Page extract>
World - Our resilient ocean can help revitalize our economy
Our ocean is vulnerable, just as we are in the face of the coronavirus pandemic and climate change. And like us, it is also resilient.
As we recognize this World Oceans Day, we understand that a healthy ocean is a necessity. Our ocean sustains life. Our economic well-being is tied to a clean ocean for fishing, tourism and other industries. For years, the ocean has literally “taken the heat” for us and mitigated the effects of rising global temperatures. The ocean absorbs human-caused pollution, making it acidic and less habitable to species of all sorts. We must be mindful not to exact any more damage. In fact, in the wake of an unprecedented economic and health crisis, our healthy ocean can provide answers to how we rebuild our economy. We must do so in a more sustainable and resilient way that protects our planet and supports good-paying jobs.

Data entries
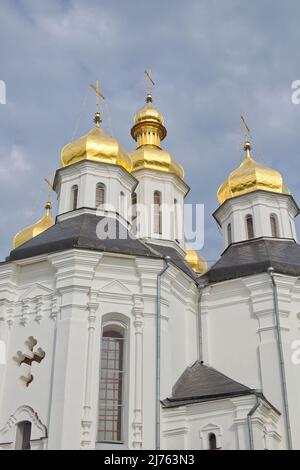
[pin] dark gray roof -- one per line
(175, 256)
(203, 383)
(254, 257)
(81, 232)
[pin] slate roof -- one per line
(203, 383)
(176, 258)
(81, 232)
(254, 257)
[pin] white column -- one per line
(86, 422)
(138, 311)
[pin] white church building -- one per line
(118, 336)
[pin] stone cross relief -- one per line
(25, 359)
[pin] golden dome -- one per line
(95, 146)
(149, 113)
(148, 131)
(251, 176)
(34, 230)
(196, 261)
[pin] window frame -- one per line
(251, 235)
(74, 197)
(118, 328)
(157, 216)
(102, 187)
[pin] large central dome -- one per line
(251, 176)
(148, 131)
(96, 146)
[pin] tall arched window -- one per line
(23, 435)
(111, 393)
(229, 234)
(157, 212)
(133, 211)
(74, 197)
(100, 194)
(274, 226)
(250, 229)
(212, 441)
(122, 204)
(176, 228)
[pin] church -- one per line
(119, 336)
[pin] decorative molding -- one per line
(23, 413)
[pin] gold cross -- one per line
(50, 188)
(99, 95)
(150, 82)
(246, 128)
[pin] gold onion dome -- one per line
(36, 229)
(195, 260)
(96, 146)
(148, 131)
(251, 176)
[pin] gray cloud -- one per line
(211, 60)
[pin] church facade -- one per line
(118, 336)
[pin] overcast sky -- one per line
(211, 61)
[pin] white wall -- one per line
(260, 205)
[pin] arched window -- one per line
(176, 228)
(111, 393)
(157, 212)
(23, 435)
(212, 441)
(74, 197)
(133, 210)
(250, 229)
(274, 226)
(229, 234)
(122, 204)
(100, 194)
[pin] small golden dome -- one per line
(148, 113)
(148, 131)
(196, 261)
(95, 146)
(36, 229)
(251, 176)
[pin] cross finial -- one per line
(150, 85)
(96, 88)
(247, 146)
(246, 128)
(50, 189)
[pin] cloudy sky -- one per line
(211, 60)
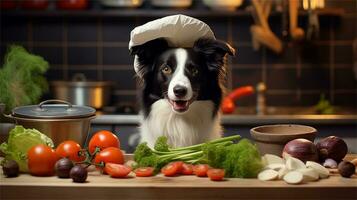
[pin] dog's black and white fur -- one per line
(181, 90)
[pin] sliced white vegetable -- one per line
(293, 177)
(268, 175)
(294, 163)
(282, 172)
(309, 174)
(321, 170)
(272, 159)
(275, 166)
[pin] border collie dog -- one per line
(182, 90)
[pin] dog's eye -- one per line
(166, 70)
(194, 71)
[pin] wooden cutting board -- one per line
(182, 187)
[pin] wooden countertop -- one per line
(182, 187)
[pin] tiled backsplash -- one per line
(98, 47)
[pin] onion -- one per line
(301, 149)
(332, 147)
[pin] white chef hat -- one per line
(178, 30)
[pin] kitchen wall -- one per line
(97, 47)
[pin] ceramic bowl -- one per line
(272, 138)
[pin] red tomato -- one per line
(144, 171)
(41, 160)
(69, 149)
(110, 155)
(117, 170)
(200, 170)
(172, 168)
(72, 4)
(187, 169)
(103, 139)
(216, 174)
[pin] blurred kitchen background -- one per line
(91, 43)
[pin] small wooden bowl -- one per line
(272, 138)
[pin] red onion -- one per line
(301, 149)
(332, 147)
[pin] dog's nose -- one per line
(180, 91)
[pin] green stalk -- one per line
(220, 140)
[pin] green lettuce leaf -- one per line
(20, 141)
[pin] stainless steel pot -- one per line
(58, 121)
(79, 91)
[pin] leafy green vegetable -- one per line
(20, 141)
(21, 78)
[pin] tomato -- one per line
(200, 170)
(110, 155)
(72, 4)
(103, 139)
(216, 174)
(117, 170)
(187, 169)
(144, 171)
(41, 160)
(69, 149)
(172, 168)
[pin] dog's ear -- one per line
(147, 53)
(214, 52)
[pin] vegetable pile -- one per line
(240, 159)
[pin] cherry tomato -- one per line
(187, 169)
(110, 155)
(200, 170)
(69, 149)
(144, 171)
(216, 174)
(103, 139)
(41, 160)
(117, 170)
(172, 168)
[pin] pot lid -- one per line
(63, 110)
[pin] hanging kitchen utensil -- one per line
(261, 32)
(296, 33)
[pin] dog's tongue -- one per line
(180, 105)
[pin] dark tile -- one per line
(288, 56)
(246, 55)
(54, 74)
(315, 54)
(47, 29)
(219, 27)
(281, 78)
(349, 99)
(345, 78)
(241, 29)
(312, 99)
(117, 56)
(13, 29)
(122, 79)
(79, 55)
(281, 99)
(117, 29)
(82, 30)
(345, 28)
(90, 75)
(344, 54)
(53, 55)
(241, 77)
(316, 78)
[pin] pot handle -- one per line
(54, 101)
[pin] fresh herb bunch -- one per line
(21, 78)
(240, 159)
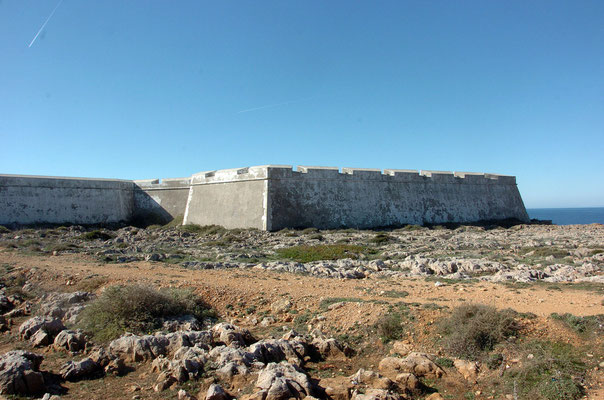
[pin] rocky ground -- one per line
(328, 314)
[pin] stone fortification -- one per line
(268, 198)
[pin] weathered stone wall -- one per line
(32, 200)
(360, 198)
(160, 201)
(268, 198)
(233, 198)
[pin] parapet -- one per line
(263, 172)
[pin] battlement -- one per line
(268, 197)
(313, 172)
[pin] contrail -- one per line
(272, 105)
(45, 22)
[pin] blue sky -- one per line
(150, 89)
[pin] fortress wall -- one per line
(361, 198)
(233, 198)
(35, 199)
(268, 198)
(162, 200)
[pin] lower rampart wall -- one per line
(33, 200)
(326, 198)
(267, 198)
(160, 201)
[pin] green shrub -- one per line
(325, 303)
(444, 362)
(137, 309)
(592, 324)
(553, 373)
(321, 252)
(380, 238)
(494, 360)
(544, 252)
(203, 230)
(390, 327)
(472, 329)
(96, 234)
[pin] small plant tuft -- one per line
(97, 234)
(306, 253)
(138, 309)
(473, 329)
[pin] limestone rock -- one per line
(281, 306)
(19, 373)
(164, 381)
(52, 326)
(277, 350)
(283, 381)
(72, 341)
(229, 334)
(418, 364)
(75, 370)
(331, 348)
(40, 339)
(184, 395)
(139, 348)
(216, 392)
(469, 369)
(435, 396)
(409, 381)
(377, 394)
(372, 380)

...

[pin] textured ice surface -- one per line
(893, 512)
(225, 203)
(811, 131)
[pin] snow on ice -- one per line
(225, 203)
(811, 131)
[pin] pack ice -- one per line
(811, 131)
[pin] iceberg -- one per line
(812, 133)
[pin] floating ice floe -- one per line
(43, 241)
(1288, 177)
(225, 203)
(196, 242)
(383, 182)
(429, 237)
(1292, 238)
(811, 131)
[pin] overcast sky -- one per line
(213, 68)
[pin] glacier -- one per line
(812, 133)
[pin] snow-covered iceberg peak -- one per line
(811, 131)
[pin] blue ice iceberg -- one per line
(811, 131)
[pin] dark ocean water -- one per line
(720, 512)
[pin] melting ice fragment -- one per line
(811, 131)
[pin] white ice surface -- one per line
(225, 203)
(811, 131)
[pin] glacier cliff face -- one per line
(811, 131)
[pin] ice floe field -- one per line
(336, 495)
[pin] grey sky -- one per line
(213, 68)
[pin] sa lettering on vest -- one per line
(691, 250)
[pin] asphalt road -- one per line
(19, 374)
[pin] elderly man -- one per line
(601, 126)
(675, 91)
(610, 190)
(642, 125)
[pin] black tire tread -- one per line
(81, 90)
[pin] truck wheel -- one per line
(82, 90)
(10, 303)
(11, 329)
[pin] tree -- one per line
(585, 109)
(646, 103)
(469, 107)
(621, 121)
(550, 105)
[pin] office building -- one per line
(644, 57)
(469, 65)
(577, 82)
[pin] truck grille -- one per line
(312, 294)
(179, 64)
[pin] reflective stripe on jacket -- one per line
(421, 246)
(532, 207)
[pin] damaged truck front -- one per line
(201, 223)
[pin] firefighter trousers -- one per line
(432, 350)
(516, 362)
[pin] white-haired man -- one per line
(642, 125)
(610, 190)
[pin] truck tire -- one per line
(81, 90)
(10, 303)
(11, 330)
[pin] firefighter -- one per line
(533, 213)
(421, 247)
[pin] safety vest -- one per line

Questions>
A - From the World Oceans Day article, extract the passage from "World - Our" up to and including "is also resilient.".
B - Using the World Oceans Day article, answer these questions:
(i) What day is being recognized?
(ii) Which two industries does the article name as tied to a clean ocean?
(iii) What does the ocean absorb that makes it acidic?
C - Write what follows the final sentence of the World Oceans Day article.
The items have no connection to the World Oceans Day article.

Answers to the exercise>
A -
World - Our resilient ocean can help revitalize our economy
Our ocean is vulnerable, just as we are in the face of the coronavirus pandemic and climate change. And like us, it is also resilient.

B -
(i) World Oceans Day
(ii) Fishing and tourism
(iii) Human-caused pollution

C -
Healthy coastal and marine habitats are vital economic engines. Coastal communities, including Tampa Bay and the Oregon coast, contribute $7.6 trillion to the U.S. economy annually. The blue economy – the part of our economy that directly depends on our ocean – drives approximately 149,000 businesses in our country that employ more than 3 million people. But our coastal communities are struggling in the wake of the coronavirus pandemic. Until visitors can safely return and support the economic prosperity of our coastal communities through tourism, recreation and support for our fisheries, we need to throw them a lifeline. Restoration and resilience projects can rapidly provide economic and ecological benefits for coastal communities.
Following the economic downturn in 2009, Congress provided the National Oceanic and Atmospheric Administration with $167 million for coastal restoration projects. This fruitful investment supported 125 projects that restored more than 25,584 acres of coastal habitat, improved 677 miles of streams of fish habitat, removed more than 433,397 tons of debris from coastal habitats, and created more than 2,280 jobs. Ten years later, our communities need another investment that addresses the damage to our coasts.